--- Region segmentation data ---
------------------------------------------------------------------------

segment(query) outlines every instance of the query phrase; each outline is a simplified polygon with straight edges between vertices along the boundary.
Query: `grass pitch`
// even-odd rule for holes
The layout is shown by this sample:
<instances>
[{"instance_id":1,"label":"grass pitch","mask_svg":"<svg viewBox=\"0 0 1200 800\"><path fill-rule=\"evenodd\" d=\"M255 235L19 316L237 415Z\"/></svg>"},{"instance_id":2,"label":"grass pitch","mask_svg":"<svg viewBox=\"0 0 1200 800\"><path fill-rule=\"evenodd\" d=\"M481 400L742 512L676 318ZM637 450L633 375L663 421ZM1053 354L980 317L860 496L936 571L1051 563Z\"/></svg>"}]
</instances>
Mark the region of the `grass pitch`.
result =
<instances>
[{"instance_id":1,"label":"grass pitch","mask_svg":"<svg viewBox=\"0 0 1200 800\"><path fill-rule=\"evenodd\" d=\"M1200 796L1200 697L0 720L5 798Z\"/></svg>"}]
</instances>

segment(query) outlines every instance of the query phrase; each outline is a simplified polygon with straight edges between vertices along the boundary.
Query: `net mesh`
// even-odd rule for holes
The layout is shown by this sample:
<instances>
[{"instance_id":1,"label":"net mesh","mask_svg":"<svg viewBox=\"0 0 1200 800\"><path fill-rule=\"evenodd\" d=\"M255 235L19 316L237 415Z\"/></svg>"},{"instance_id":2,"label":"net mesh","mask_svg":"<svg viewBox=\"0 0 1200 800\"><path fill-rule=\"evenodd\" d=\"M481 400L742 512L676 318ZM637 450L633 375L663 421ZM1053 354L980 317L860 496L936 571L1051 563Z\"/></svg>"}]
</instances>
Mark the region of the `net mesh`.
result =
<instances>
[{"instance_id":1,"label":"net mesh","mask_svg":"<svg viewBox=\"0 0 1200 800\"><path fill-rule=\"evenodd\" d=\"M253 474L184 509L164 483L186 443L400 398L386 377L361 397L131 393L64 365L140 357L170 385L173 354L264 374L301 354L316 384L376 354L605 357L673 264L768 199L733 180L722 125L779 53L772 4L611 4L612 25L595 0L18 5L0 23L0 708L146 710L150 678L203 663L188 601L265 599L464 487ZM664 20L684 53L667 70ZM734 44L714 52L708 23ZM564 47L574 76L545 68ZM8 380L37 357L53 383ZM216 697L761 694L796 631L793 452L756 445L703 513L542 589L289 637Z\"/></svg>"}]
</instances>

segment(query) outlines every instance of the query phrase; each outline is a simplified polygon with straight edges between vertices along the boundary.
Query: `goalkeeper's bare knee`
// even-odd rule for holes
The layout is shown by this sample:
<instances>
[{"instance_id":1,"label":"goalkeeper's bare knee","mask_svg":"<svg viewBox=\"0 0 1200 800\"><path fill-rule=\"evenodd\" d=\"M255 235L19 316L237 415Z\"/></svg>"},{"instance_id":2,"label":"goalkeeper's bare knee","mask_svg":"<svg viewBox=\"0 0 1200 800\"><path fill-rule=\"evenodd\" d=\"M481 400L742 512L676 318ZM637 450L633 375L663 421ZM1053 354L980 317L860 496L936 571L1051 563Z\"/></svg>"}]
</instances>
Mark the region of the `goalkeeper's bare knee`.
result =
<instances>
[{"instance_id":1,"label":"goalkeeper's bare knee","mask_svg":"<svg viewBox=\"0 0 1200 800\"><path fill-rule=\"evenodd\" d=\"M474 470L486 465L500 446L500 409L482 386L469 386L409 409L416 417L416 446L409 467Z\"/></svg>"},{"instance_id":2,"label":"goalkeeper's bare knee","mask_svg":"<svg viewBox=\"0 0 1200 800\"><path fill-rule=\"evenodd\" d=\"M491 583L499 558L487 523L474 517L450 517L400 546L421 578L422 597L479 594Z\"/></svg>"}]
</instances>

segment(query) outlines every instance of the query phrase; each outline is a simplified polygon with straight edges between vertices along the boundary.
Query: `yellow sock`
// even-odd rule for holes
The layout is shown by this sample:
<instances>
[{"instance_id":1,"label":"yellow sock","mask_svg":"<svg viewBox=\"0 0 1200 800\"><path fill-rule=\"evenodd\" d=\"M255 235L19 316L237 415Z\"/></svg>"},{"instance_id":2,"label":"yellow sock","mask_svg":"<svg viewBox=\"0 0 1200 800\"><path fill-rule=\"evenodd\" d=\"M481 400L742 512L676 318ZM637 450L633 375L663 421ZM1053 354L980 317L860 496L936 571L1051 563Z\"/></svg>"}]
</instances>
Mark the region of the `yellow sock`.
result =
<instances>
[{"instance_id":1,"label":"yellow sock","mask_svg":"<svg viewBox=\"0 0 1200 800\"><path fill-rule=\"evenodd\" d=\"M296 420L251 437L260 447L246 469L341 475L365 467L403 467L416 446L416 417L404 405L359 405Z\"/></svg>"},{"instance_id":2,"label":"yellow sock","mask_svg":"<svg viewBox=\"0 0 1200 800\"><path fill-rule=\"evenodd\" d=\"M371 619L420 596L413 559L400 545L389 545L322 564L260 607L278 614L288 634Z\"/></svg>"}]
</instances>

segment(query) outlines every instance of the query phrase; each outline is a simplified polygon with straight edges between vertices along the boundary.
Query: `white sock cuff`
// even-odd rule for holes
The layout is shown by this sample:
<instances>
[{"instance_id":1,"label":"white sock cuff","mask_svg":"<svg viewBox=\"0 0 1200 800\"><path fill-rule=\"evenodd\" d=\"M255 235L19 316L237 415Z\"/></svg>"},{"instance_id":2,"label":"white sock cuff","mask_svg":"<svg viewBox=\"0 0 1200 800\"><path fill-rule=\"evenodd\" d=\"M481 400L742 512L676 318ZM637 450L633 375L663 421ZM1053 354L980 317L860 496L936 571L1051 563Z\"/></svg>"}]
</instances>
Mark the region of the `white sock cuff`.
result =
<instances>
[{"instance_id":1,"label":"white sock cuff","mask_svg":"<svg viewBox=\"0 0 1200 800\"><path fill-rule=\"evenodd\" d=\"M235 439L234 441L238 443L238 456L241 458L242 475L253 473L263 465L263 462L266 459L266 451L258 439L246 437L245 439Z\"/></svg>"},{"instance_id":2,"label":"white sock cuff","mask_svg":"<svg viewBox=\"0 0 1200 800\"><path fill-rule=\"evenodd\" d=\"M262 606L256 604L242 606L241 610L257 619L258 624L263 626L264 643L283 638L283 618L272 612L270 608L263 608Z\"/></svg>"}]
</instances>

------------------------------------------------------------------------

--- Task objective ---
Make an exact copy of the material above.

--- Result of the task ---
segment(query) outlines every instance of the query phrase; each outline is a simplified polygon with straight edges between vertices along the boundary.
Query: `grass pitch`
// even-odd rule for holes
The layout is shown by this sample:
<instances>
[{"instance_id":1,"label":"grass pitch","mask_svg":"<svg viewBox=\"0 0 1200 800\"><path fill-rule=\"evenodd\" d=\"M255 235L19 316L237 415Z\"/></svg>"},{"instance_id":2,"label":"grass pitch","mask_svg":"<svg viewBox=\"0 0 1200 800\"><path fill-rule=\"evenodd\" d=\"M481 400L742 512L676 318ZM637 450L633 375L663 421ZM1053 354L980 317L860 496L936 571L1051 563Z\"/></svg>"}]
</instances>
Mark the region of the `grass pitch`.
result =
<instances>
[{"instance_id":1,"label":"grass pitch","mask_svg":"<svg viewBox=\"0 0 1200 800\"><path fill-rule=\"evenodd\" d=\"M1200 796L1200 697L0 720L5 798Z\"/></svg>"}]
</instances>

segment(query) outlines every instance of the query phrase; each outline is a simplified polygon with straight edges between vertices along the boundary.
Query: `net mesh`
// even-odd rule for holes
The layout is shown by this sample:
<instances>
[{"instance_id":1,"label":"net mesh","mask_svg":"<svg viewBox=\"0 0 1200 800\"><path fill-rule=\"evenodd\" d=\"M255 235L19 316L237 415Z\"/></svg>"},{"instance_id":2,"label":"net mesh","mask_svg":"<svg viewBox=\"0 0 1200 800\"><path fill-rule=\"evenodd\" d=\"M481 400L742 512L676 318ZM637 450L633 375L663 421ZM1053 354L980 317L860 496L936 571L1051 563Z\"/></svg>"}]
</instances>
Mark the region of the `net mesh`.
result =
<instances>
[{"instance_id":1,"label":"net mesh","mask_svg":"<svg viewBox=\"0 0 1200 800\"><path fill-rule=\"evenodd\" d=\"M253 474L184 509L164 483L186 443L400 398L386 377L361 397L131 393L64 365L140 357L170 385L173 354L264 374L301 354L316 384L376 354L605 357L673 264L768 199L733 180L722 125L779 53L772 4L611 4L612 25L595 0L18 5L0 23L0 708L146 710L150 678L203 663L188 601L265 599L464 487ZM664 20L684 53L667 70ZM734 44L714 52L708 23ZM564 47L574 76L545 68ZM8 380L37 357L53 383ZM216 697L761 694L796 631L793 452L756 445L703 513L542 589L289 637Z\"/></svg>"}]
</instances>

segment(query) outlines every instance of the query phrase; each outline is a simplified polygon with straight edges between vertices along the boundary.
Query: `goalkeeper's bare knee`
// even-odd rule for holes
The layout is shown by this sample:
<instances>
[{"instance_id":1,"label":"goalkeeper's bare knee","mask_svg":"<svg viewBox=\"0 0 1200 800\"><path fill-rule=\"evenodd\" d=\"M255 235L19 316L237 415Z\"/></svg>"},{"instance_id":2,"label":"goalkeeper's bare knee","mask_svg":"<svg viewBox=\"0 0 1200 800\"><path fill-rule=\"evenodd\" d=\"M481 400L742 512L676 318ZM637 450L633 375L663 421ZM1053 354L980 317L860 496L936 571L1051 563Z\"/></svg>"}]
</instances>
Mark the region of the `goalkeeper's bare knee`.
result =
<instances>
[{"instance_id":1,"label":"goalkeeper's bare knee","mask_svg":"<svg viewBox=\"0 0 1200 800\"><path fill-rule=\"evenodd\" d=\"M474 470L486 465L500 446L500 409L482 386L469 386L409 409L416 417L416 446L409 467Z\"/></svg>"},{"instance_id":2,"label":"goalkeeper's bare knee","mask_svg":"<svg viewBox=\"0 0 1200 800\"><path fill-rule=\"evenodd\" d=\"M491 583L499 558L487 523L474 517L450 517L400 546L421 578L422 597L479 594Z\"/></svg>"}]
</instances>

segment(query) outlines every instance of the query phrase; each outline is a simplified polygon with straight edges between vertices along the boundary.
Query: `yellow sock`
// even-odd rule for holes
The layout is shown by this sample:
<instances>
[{"instance_id":1,"label":"yellow sock","mask_svg":"<svg viewBox=\"0 0 1200 800\"><path fill-rule=\"evenodd\" d=\"M255 235L19 316L237 415Z\"/></svg>"},{"instance_id":2,"label":"yellow sock","mask_svg":"<svg viewBox=\"0 0 1200 800\"><path fill-rule=\"evenodd\" d=\"M481 400L742 512L676 318ZM637 450L633 375L663 421ZM1053 354L980 317L860 496L936 571L1051 563Z\"/></svg>"}]
</instances>
Mark the region of the `yellow sock`.
result =
<instances>
[{"instance_id":1,"label":"yellow sock","mask_svg":"<svg viewBox=\"0 0 1200 800\"><path fill-rule=\"evenodd\" d=\"M296 420L251 437L260 447L246 469L341 475L365 467L403 467L416 446L416 417L404 405L359 405Z\"/></svg>"},{"instance_id":2,"label":"yellow sock","mask_svg":"<svg viewBox=\"0 0 1200 800\"><path fill-rule=\"evenodd\" d=\"M371 619L420 596L413 559L400 545L389 545L322 564L260 607L278 614L288 634Z\"/></svg>"}]
</instances>

segment(query) outlines every instance of the query phrase; each outline is a simplified polygon with straight edges between vertices along the boundary.
Query: `white sock cuff`
// even-odd rule for holes
The layout is shown by this sample:
<instances>
[{"instance_id":1,"label":"white sock cuff","mask_svg":"<svg viewBox=\"0 0 1200 800\"><path fill-rule=\"evenodd\" d=\"M255 235L19 316L237 415Z\"/></svg>"},{"instance_id":2,"label":"white sock cuff","mask_svg":"<svg viewBox=\"0 0 1200 800\"><path fill-rule=\"evenodd\" d=\"M481 400L742 512L676 318ZM637 450L633 375L663 421ZM1053 354L980 317L860 496L936 571L1051 563Z\"/></svg>"}]
</instances>
Mark the region of the `white sock cuff`.
result =
<instances>
[{"instance_id":1,"label":"white sock cuff","mask_svg":"<svg viewBox=\"0 0 1200 800\"><path fill-rule=\"evenodd\" d=\"M235 439L234 441L238 443L238 456L241 458L242 475L253 473L263 465L263 462L266 459L266 451L258 439L246 437L245 439Z\"/></svg>"},{"instance_id":2,"label":"white sock cuff","mask_svg":"<svg viewBox=\"0 0 1200 800\"><path fill-rule=\"evenodd\" d=\"M262 606L256 604L242 606L241 610L257 619L258 624L263 626L264 643L283 638L283 618L272 612L270 608L263 608Z\"/></svg>"}]
</instances>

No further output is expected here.